GOAL A: List the standards that the review of George Cables's album names after the word "including."
GOAL B: According to the review of George Cables's album, why is Cables called a "brave man"? Answer in one to three sentences.

Challenge Records, 2012; appx. 68 minutes.

My Muse; George Cables, piano.
Since the 1970s, Cables has occupied one of the most honored positions among jazz pianists. With a resume including Art Blakey, Sonny Rollins and Art Pepper, Cables has the whole thing down pat. From bebop to blues to ballads, from definitive standards to simmering originals, Cables is simply one of the few remaining jazz piano stars. How nice it is to encounter a real piano trio album. It’s a rarity these days for a pianist to not feel compelled to do two or three tunes on the Rhodes or, worse yet, have a synthesizer lurking somewhere. Apparently, Cables agrees, and we’re the beneficiaries. With veteran players Essiet Essiet, bass, and Victor Lewis, drums, Cables presents a piano trio album “the way they used to make them!” Brave man that he is, Cables opens with a lullaby. Most artists want to shake the roof a bit on the opener, but George’s “Lullaby” is two minutes of gentle, serene communication. Several enchanting standards also are brought to life here, including “You’re My Everything,” “My One and Only Love,” “My Old Flame” and “I Loves You Porgy.” But the standout for me was McCoy Tyner’s beauty, “You Taught My Heart to Sing.” On all these and a few stirring originals, it’s a rare pleasure to hear a solid, stately pianist do his classic “thing” -- especially when that pianist is George Cables.
High Note; 2012; appx. 62 minutes.

The New Classic Trio; David Hazeltine, piano.

ITEMS:
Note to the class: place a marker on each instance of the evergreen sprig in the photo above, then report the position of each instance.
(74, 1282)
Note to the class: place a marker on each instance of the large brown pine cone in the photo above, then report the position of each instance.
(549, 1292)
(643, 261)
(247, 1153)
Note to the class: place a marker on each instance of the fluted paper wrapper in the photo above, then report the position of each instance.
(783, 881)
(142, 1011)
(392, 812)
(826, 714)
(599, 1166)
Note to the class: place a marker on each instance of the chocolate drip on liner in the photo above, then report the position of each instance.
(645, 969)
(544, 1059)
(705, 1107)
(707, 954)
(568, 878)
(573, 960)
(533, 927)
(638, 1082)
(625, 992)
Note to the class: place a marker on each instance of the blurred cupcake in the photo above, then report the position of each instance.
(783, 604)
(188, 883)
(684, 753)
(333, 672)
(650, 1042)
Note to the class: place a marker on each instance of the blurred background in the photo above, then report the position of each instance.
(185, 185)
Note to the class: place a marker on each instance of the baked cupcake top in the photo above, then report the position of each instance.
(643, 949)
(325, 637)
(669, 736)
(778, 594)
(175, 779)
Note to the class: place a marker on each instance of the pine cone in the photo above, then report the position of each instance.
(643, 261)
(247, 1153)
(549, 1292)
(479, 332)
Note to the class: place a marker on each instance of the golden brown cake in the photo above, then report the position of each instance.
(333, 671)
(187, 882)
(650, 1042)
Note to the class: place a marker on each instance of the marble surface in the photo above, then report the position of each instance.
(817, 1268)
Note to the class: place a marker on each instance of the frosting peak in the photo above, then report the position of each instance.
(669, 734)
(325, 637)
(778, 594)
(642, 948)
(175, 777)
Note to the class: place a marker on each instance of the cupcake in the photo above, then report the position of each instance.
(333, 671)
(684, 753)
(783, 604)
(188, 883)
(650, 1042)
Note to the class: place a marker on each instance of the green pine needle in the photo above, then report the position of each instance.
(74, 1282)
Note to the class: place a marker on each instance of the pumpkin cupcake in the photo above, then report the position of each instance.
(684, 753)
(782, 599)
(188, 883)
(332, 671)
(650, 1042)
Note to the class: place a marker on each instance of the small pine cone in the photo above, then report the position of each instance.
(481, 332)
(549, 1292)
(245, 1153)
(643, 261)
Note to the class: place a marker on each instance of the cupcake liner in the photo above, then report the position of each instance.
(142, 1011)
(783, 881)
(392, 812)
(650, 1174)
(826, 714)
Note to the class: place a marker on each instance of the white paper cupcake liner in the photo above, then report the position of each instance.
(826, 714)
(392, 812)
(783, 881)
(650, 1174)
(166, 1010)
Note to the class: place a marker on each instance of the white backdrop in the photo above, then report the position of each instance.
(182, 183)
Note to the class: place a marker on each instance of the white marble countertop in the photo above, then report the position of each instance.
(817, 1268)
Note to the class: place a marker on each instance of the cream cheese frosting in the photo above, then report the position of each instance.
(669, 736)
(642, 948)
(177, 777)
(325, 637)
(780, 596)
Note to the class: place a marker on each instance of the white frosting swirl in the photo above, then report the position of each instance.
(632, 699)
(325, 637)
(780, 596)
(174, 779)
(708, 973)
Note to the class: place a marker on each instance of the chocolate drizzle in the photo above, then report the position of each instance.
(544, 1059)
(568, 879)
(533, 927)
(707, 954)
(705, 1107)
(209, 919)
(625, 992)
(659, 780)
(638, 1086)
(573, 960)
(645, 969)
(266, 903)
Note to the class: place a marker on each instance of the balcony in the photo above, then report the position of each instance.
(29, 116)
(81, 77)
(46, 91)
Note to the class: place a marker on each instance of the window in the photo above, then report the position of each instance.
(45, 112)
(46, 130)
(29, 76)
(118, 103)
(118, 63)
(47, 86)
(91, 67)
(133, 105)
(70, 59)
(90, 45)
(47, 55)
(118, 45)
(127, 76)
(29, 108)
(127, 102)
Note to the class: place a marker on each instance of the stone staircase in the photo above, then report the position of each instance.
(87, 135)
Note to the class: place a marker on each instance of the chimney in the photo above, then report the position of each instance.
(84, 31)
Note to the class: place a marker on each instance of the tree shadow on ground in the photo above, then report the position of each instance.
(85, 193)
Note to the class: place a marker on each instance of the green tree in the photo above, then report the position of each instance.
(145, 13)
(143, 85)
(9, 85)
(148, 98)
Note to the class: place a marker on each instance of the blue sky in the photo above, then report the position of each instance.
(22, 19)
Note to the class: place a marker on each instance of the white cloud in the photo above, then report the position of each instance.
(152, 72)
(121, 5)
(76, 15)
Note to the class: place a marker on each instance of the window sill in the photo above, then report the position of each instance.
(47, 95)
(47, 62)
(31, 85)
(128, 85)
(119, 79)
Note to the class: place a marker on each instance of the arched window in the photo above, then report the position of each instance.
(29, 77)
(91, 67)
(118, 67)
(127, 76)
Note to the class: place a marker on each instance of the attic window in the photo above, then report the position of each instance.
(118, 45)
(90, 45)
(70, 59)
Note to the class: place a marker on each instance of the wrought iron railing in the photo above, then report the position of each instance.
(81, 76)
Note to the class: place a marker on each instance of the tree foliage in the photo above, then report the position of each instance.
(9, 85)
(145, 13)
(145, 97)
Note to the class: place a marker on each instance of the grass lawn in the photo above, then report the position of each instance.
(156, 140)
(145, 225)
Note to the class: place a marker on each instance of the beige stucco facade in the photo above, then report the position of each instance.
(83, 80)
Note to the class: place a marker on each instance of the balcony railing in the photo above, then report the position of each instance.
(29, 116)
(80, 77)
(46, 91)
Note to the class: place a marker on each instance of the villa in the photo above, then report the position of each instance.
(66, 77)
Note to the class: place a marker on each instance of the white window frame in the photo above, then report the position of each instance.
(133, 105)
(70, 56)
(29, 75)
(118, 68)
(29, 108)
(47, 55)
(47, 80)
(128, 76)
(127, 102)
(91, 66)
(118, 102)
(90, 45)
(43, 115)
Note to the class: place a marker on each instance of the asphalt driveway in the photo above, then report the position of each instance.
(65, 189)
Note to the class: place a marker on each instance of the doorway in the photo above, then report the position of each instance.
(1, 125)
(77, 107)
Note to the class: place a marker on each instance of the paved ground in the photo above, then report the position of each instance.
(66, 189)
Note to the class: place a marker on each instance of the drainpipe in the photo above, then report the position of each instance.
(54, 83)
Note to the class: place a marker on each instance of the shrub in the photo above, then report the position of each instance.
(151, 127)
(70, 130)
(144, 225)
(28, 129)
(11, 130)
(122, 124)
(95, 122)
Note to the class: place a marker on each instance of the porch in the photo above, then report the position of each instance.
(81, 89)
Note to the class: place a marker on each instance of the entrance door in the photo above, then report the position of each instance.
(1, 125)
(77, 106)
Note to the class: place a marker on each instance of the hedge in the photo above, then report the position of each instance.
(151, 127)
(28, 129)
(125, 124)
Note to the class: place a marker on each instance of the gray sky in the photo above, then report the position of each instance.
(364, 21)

TASK SOLUTION A: "You're My Everything," "My One and Only Love," "My Old Flame," and "I Loves You Porgy."

TASK SOLUTION B: Cables opens the album with a lullaby, while most artists want to shake the roof a bit on the opening track. His "Lullaby" is instead two minutes of gentle, serene communication.